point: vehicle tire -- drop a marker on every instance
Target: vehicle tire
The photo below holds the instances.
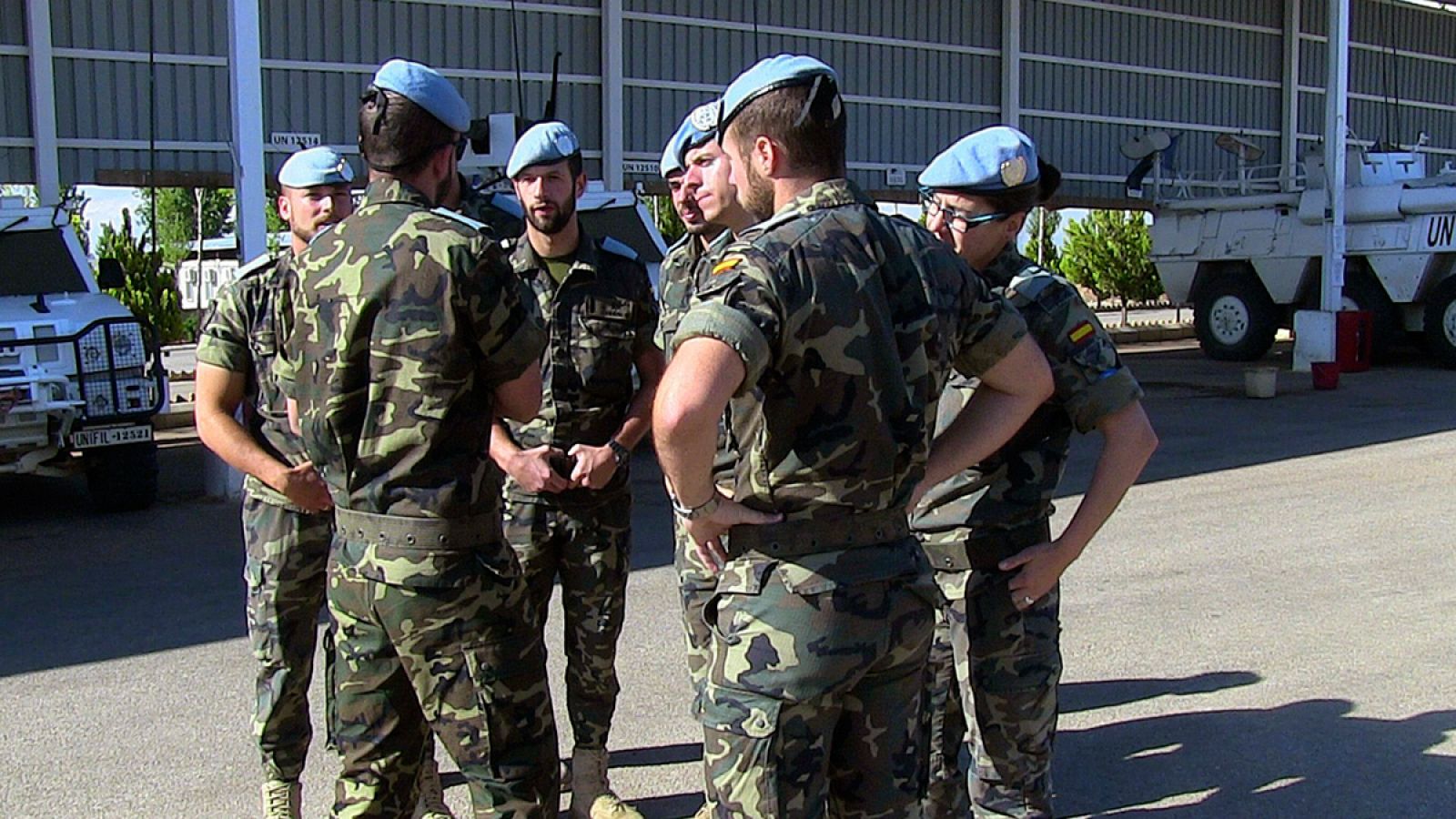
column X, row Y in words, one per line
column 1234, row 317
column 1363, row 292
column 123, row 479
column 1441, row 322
****
__Problem to work on__. Copy the listing again, swapping "vehicle tire" for "car wheel" and keeping everything else the same. Leave out the pictures.

__Written response__.
point: car wheel -- drop a marker on every instance
Target: car wheel
The photo below holds the instances.
column X, row Y in words, one per line
column 1234, row 317
column 1363, row 292
column 123, row 479
column 1441, row 322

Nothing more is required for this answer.